• TASK REQUIREMENTS: For the word "Question", search the records and show each line in which it occurs.

• LISTED ENTRIES:

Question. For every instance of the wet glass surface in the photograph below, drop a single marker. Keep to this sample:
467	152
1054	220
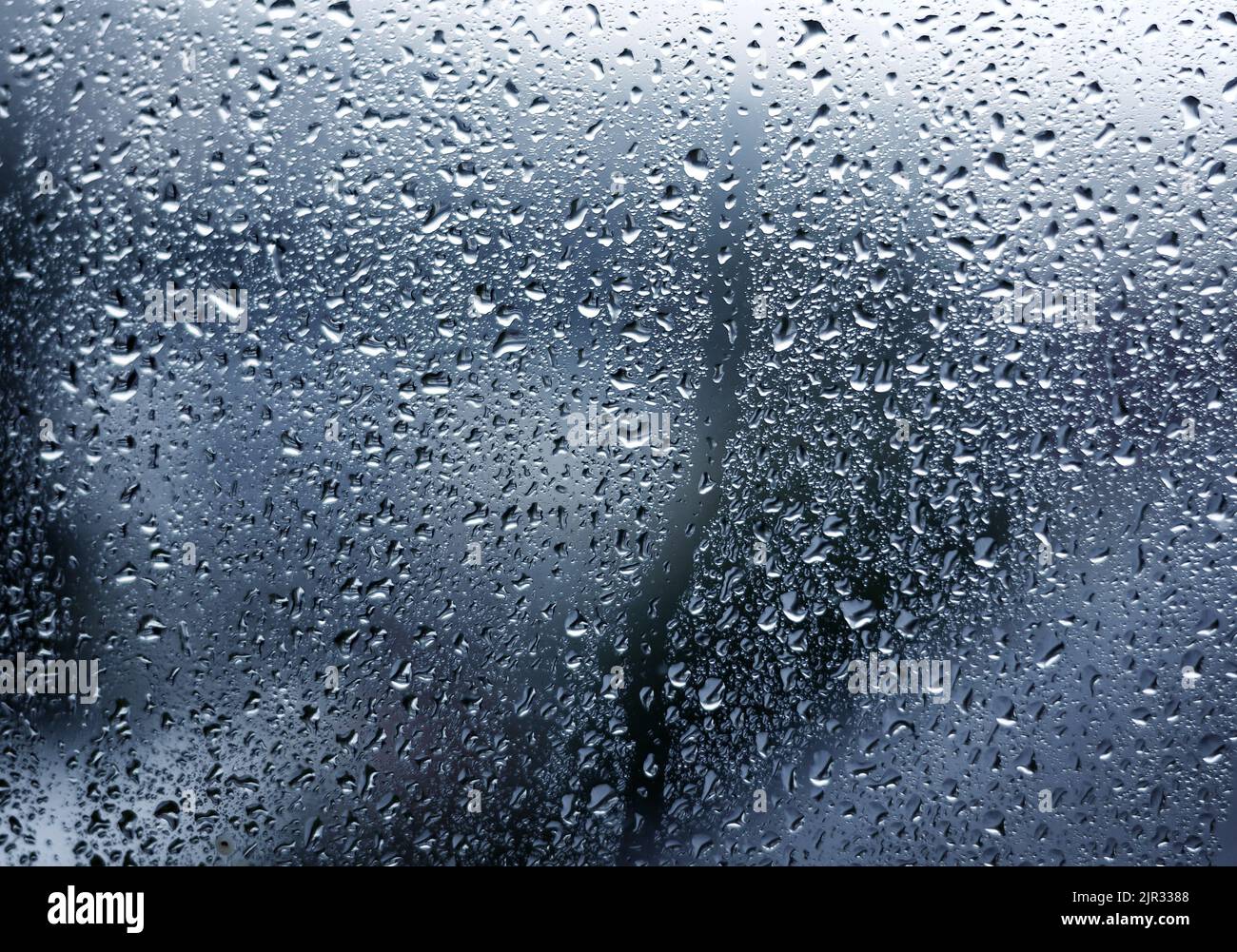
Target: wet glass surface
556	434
==
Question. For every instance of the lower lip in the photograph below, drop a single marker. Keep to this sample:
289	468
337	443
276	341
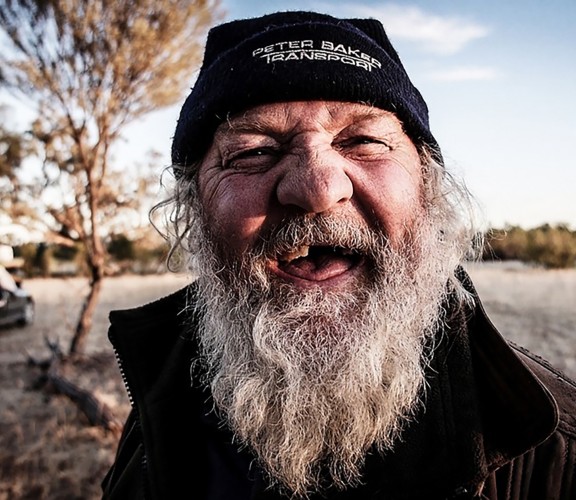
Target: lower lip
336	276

• RESPONSE AREA:
Question. For every instance of the wet glass surface in the photograph below, drop a single marker. Keep to this sample:
Question. For every instance of the lower lip in the photograph below, drop a single marker. Keep to this sample:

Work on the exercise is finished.